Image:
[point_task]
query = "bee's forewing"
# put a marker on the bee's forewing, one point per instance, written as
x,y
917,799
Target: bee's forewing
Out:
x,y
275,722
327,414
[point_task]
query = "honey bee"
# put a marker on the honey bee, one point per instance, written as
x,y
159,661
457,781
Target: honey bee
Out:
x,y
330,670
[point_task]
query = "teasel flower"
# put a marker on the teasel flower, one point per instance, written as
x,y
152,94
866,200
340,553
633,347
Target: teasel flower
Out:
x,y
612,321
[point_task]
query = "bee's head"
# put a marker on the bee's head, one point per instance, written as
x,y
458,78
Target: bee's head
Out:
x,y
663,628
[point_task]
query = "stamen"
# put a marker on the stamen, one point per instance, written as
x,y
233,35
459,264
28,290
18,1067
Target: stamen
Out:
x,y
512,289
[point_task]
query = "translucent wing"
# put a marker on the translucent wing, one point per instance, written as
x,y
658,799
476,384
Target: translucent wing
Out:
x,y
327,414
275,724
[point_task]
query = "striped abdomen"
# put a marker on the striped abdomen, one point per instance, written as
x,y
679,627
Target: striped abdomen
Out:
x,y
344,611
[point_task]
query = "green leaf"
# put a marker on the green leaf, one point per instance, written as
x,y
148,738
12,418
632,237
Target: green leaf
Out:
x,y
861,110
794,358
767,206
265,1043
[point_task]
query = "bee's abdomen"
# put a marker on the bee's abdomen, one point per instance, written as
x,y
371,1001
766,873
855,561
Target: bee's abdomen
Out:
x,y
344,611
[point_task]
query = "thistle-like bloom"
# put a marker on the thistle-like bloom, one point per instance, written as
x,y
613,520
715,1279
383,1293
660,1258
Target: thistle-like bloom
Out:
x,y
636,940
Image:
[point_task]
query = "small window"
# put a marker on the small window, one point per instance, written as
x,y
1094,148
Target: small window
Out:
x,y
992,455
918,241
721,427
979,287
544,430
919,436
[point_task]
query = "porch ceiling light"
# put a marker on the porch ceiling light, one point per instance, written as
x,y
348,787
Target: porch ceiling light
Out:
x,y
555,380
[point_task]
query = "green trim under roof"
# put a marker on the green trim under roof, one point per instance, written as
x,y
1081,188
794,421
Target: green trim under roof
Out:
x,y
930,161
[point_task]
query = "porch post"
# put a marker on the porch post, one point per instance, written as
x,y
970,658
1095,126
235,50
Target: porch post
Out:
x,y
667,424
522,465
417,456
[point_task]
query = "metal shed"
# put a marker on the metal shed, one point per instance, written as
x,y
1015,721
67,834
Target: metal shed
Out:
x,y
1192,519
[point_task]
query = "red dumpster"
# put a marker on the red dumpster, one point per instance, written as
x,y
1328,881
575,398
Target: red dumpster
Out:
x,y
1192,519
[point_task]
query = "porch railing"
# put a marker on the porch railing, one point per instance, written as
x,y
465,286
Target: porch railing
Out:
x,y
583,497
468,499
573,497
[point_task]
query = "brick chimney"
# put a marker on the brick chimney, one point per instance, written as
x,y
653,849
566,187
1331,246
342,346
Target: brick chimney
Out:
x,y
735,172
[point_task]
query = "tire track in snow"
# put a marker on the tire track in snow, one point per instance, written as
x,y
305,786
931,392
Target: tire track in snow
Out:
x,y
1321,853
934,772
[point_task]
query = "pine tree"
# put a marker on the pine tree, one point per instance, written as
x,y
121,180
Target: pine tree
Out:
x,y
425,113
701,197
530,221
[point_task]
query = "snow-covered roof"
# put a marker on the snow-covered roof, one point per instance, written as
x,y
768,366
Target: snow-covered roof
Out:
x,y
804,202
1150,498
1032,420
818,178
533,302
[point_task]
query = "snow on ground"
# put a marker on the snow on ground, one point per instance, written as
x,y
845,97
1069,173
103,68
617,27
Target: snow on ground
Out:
------------------------
▸ **DIRECTIVE**
Copy each line of the data exactly, leaving nothing out.

▸ **TASK OUTPUT**
Image:
[point_task]
query = "bee's forewing"
# put a marker on the bee's forewing, one point per instance, written as
x,y
917,799
Target: bee's forewing
Out:
x,y
275,722
327,414
[point_task]
query = "honey bee"
# put a marker on the honey bee, one point per instance, written as
x,y
159,661
457,781
Target: honey bee
Out:
x,y
330,670
[point_task]
query = "teasel flower"
# put a marker on the teasel flower, one point per instance, written as
x,y
152,94
866,200
340,553
633,347
Target: teasel flower
Out:
x,y
612,321
[point_task]
query = "bee's head"
# put a marker on the bee's head, one point per instance, written as
x,y
458,78
Target: bee's head
Out:
x,y
663,628
[point_task]
query = "stamen"
# put a marker on the stamen, one point per instance, written as
x,y
233,35
459,264
28,290
18,1067
Target: stamen
Out:
x,y
512,289
[point_task]
query = "translucent wing"
# put a marker on the translucent wing, one point per instance, written as
x,y
658,799
476,384
Target: translucent wing
Out:
x,y
327,414
275,724
[point_task]
query = "striped abdomen"
# put a marker on the striped abdomen, one point per instance, written as
x,y
679,627
Target: striped abdomen
Out:
x,y
344,611
[point_task]
query = "green leaf"
# put a marker on the green leaf, one point per instance, written as
x,y
148,738
12,418
632,237
Target: green leaf
Out:
x,y
861,110
794,358
767,206
265,1043
[point_task]
query = "bee's abdomen"
# put a marker on the bee's abdomen, one point per instance, written as
x,y
371,1001
766,873
855,561
Target: bee's abdomen
Out:
x,y
344,611
[point_task]
query = "thistle-like bloom"
# put a marker on the thistle-like bloom, one point per instance, written as
x,y
613,520
715,1279
383,1293
660,1258
Target: thistle-like bloom
Out:
x,y
636,940
Image:
[point_task]
query = "small window"
# put a marker on the small window, one point per instance, written as
x,y
1094,148
Target: small window
Out:
x,y
992,455
918,241
721,427
979,287
544,430
919,436
[point_task]
query = "porch ceiling light"
# put a marker on the porch ceiling light, one point per instance, written as
x,y
348,787
Target: porch ceiling light
Out:
x,y
555,380
[point_task]
query = "green trim under roof"
# put a marker on the green trim under roof, one point per instance, written as
x,y
1081,188
794,421
Target: green trim under roof
Out:
x,y
930,161
[point_task]
query = "porch post"
# put a marker on the porch post, one point per instance, written as
x,y
970,658
1095,126
235,50
Target: porch post
Out:
x,y
667,424
522,465
417,456
[point_task]
query = "metal shed"
# put a marker on the metal shed, one point per instance, written as
x,y
1015,721
67,834
Target: metal shed
Out:
x,y
1192,519
[point_task]
query = "red dumpster"
# put a marker on the red dumpster, one point per instance, written as
x,y
1328,881
575,398
Target: red dumpster
Out:
x,y
1192,519
[point_task]
query = "porch railing"
# put a marker on the porch railing, one point per instance, written as
x,y
465,286
Target: porch railing
Out:
x,y
583,497
468,499
573,497
[point_task]
query = "brick chimney"
# put a marker on the brick chimney, one point per instance, written as
x,y
653,849
566,187
1331,246
342,346
Target: brick chimney
Out:
x,y
735,172
[point_task]
query = "tire track in snow"
# put a marker on the tire track in snow, one point per instance, written as
x,y
305,786
931,392
Target: tire track in snow
Out:
x,y
1321,853
934,772
[point_task]
query = "pine tree"
# put a marker on the pine tree, one point per instance, written as
x,y
121,180
Target: pine tree
Out:
x,y
425,113
701,197
530,221
[point_task]
query = "snow-covered roof"
# put a marker on the snow-covered roof, one point per instance, written as
x,y
768,366
Target: snow-covered roof
Out:
x,y
804,202
1150,498
1032,420
818,178
533,302
[point_task]
query = "snow on ground"
# put a marker on the snow on ground, one point per instance, written as
x,y
845,97
1069,173
103,68
617,27
Target: snow on ground
Out:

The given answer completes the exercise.